The exercise >> Copy out the listing below, swapping every "this frame" for "this image" and changing nothing else.

Input material >>
────────

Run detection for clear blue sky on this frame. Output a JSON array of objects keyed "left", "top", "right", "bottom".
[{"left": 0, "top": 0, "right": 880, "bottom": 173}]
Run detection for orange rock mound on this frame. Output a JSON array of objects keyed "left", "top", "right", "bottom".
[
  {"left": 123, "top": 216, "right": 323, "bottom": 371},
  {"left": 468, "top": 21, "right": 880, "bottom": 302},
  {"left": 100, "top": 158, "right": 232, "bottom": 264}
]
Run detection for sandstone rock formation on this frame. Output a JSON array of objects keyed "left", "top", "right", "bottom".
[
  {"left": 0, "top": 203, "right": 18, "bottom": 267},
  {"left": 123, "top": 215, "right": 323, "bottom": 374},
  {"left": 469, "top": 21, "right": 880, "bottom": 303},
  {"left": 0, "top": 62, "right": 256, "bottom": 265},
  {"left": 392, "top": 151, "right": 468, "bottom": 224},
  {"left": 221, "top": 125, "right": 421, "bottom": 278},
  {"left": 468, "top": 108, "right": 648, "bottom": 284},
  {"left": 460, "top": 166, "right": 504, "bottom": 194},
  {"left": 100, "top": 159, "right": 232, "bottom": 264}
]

────────

Solution to the exercise >>
Run detection for clear blue sky on this image. Output a JSON array of objects keyed "left", "top", "right", "bottom".
[{"left": 0, "top": 0, "right": 880, "bottom": 173}]
Run detection for orange rock mound on this image. Output a JSON array of objects keyed "left", "top", "right", "bottom".
[
  {"left": 123, "top": 216, "right": 323, "bottom": 371},
  {"left": 468, "top": 21, "right": 880, "bottom": 302},
  {"left": 100, "top": 158, "right": 232, "bottom": 264}
]
Run detection for sandstone rock formation on this image. Output a JSON array of objects keyed "left", "top", "right", "bottom".
[
  {"left": 0, "top": 203, "right": 18, "bottom": 267},
  {"left": 123, "top": 215, "right": 323, "bottom": 374},
  {"left": 469, "top": 21, "right": 880, "bottom": 303},
  {"left": 0, "top": 62, "right": 256, "bottom": 265},
  {"left": 392, "top": 151, "right": 468, "bottom": 224},
  {"left": 221, "top": 125, "right": 421, "bottom": 278},
  {"left": 468, "top": 108, "right": 648, "bottom": 284},
  {"left": 460, "top": 166, "right": 504, "bottom": 194},
  {"left": 100, "top": 159, "right": 232, "bottom": 264}
]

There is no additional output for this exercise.